Stated problem. In the items, switch "lesson" to "exercise" in the part that opens with the line containing "the white dress" and closes with the line containing "[(249, 476), (376, 413)]". Give back only those lines, with everything else unchanged.

Information supplied.
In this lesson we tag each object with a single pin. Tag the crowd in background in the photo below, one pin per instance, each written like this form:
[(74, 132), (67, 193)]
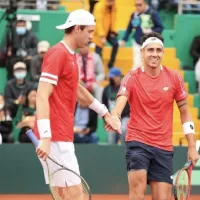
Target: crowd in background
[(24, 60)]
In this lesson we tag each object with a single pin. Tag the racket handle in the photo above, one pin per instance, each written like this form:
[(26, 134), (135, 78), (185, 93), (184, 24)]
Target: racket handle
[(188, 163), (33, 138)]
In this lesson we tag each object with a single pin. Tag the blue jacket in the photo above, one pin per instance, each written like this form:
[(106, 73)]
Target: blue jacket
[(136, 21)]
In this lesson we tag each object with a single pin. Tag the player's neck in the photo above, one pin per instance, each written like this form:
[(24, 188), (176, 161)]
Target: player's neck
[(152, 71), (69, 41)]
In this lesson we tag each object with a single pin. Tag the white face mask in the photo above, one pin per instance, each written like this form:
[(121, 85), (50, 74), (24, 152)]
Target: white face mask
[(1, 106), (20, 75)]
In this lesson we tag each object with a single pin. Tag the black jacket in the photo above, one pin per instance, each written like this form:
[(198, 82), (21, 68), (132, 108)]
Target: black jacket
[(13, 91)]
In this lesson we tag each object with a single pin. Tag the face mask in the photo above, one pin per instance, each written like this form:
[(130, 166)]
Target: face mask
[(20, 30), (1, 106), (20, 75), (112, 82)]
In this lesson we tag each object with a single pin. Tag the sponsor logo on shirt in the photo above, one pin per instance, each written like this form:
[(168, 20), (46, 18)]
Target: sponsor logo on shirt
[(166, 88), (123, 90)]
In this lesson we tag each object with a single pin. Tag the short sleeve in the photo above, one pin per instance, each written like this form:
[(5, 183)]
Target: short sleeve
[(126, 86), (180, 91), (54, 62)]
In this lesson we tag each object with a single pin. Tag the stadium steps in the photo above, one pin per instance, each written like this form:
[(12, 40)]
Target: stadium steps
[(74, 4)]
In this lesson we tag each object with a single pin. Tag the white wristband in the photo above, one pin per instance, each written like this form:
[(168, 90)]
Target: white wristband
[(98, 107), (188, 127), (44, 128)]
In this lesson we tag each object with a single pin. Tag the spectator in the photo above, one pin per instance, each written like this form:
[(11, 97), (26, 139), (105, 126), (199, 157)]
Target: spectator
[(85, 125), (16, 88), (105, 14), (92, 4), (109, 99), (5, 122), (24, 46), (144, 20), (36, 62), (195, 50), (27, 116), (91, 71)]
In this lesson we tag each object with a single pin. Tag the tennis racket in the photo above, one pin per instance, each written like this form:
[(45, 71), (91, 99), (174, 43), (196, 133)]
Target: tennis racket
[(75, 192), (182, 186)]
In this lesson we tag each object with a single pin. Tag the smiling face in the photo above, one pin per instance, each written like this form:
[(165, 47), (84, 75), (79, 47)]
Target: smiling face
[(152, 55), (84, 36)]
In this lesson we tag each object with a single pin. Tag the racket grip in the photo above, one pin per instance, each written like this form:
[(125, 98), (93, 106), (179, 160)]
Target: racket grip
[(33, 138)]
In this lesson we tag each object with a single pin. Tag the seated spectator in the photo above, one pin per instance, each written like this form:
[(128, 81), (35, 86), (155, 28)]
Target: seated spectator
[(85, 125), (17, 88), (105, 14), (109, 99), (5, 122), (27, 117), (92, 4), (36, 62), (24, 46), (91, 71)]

---

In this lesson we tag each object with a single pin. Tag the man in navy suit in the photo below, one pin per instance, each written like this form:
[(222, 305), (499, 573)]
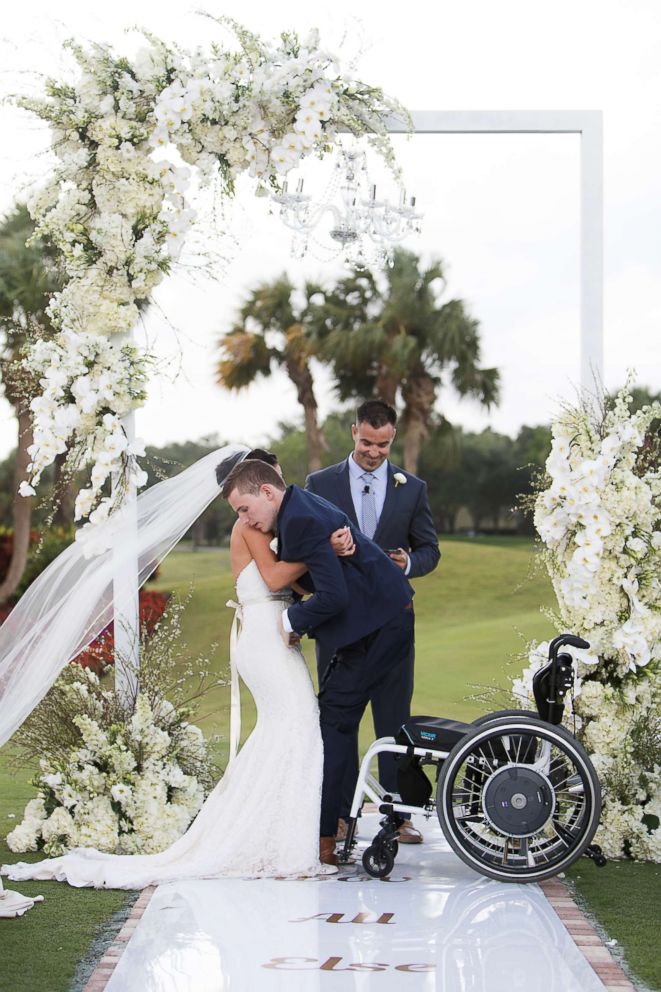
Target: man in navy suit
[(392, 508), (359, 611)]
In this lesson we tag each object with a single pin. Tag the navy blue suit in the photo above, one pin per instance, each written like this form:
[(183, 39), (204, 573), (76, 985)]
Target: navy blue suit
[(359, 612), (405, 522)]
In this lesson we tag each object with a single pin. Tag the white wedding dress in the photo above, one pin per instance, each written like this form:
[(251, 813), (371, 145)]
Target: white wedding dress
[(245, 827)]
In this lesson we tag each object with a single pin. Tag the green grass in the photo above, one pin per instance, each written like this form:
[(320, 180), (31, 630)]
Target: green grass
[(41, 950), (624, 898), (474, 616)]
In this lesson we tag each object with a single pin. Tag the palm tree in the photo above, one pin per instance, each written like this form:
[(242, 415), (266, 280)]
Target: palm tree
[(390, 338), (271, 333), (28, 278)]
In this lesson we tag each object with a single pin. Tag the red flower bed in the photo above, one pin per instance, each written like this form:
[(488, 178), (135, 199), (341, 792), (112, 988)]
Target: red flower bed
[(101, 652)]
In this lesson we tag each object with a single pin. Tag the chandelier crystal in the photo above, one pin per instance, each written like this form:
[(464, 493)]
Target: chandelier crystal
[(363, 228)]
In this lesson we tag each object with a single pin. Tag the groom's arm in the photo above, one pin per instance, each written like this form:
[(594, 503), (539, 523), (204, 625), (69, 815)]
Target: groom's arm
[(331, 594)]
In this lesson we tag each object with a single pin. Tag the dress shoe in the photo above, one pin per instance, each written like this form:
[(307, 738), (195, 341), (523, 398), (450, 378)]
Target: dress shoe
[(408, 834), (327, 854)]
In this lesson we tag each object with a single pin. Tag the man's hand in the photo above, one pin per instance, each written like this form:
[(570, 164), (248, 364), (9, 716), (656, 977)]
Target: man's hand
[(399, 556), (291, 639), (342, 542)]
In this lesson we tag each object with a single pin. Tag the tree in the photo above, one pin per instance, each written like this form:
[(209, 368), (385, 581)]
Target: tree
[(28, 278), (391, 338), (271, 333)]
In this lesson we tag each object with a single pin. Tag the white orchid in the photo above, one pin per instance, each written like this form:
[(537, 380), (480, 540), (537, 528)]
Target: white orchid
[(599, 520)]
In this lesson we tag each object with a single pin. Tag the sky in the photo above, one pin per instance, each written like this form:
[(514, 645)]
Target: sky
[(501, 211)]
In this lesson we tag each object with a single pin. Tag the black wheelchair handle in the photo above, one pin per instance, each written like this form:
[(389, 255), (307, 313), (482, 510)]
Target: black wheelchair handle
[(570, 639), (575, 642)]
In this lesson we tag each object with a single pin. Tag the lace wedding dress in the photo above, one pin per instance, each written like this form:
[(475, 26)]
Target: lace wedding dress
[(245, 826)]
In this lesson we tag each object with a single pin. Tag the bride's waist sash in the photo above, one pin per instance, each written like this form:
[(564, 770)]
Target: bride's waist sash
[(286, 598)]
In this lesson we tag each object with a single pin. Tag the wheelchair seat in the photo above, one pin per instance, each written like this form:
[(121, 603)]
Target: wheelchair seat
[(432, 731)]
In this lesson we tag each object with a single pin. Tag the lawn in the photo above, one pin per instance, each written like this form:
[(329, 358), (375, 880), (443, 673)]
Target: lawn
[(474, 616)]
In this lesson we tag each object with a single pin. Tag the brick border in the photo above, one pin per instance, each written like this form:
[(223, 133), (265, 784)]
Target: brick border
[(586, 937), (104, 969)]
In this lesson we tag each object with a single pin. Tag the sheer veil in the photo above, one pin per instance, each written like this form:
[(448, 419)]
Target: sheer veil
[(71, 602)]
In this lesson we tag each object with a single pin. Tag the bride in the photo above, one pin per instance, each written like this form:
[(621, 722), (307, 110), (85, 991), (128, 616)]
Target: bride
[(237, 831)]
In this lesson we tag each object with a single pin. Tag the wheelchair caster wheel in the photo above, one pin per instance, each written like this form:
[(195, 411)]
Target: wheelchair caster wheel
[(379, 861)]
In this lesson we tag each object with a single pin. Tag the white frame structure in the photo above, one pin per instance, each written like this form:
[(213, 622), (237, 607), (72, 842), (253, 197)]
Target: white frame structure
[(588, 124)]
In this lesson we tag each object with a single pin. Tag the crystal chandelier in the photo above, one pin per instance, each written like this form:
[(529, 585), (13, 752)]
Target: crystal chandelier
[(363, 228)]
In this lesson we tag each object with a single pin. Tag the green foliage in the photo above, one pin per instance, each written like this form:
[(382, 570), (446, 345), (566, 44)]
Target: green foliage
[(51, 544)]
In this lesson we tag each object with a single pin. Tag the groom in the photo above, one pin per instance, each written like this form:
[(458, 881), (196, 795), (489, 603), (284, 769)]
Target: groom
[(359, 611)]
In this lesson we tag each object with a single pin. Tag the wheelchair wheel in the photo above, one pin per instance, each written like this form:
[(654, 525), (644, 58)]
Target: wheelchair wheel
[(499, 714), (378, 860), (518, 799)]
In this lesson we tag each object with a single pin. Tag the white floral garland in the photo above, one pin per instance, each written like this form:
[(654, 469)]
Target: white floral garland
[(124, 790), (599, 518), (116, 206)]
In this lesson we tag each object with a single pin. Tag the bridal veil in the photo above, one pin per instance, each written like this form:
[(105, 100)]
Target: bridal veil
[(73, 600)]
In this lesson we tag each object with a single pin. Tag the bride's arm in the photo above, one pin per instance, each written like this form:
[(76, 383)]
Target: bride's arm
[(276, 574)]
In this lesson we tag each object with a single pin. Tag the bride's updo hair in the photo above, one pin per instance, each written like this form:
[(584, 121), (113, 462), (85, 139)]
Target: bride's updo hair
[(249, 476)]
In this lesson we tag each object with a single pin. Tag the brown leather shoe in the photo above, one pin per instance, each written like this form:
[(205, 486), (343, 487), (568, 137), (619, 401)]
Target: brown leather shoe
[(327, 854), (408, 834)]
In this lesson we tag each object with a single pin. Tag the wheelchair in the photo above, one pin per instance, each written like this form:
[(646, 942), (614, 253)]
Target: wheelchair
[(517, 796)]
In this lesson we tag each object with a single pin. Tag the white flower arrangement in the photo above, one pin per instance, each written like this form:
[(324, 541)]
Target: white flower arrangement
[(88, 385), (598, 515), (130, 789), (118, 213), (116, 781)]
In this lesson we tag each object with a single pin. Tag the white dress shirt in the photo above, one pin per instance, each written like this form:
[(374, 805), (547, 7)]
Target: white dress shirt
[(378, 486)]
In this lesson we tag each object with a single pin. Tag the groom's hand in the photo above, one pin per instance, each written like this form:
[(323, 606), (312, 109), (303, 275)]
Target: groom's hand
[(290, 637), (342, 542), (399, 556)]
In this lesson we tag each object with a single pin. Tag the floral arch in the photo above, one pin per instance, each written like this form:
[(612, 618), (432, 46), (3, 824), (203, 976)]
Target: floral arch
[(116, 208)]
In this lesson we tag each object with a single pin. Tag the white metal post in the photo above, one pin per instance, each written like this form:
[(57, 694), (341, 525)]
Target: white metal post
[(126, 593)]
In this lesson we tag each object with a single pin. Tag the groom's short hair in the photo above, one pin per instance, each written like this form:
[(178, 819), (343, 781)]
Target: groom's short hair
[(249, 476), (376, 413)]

---

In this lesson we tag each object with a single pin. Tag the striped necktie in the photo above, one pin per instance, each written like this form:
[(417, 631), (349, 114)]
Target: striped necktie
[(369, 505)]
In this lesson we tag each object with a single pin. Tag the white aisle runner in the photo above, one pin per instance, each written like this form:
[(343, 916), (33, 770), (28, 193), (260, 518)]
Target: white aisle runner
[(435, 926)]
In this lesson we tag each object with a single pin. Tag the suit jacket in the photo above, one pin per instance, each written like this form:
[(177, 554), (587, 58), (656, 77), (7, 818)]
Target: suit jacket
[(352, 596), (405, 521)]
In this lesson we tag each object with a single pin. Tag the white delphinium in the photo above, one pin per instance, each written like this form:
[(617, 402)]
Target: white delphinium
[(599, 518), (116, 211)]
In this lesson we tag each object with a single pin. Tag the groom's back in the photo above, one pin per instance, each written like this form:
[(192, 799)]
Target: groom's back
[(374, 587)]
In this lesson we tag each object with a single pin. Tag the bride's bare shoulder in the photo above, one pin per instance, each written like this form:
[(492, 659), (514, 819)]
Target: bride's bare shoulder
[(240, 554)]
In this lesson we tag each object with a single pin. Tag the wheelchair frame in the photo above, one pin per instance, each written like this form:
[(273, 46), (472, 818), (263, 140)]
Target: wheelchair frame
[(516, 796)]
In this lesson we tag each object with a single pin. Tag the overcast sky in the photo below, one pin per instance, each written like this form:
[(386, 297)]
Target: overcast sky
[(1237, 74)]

Expected output.
In this exercise we tag each object with a single pin. Tag the white dress shirt in the photo above, one pin per instance, each written like this form:
[(374, 805), (547, 7)]
Target: white dress shirt
[(378, 486)]
In this exercise we tag each object with a single pin. Tag the groom's hand in the photo above, one pin per instance, each written like this form:
[(323, 606), (312, 109), (303, 275)]
Target: groom's hand
[(290, 637), (342, 542), (399, 556)]
In this exercise we tag each object with a single pin. Tag the floral arch in the photo above, one pin per instance, each written like this form:
[(612, 618), (432, 46), (3, 824), (203, 976)]
Target: floral arch
[(116, 208)]
In this exercise we tag each object with a single pin. Tag the white metal post in the photo above, one pin per instance, each written like this form:
[(57, 694), (341, 525)]
Target: white metal post
[(126, 593)]
In this exercise we tag each object with a single pin. Tag the groom's short hair in the photo above, one pin per instance, each written like this form:
[(178, 819), (343, 781)]
Target: groom's short hair
[(249, 476), (376, 413)]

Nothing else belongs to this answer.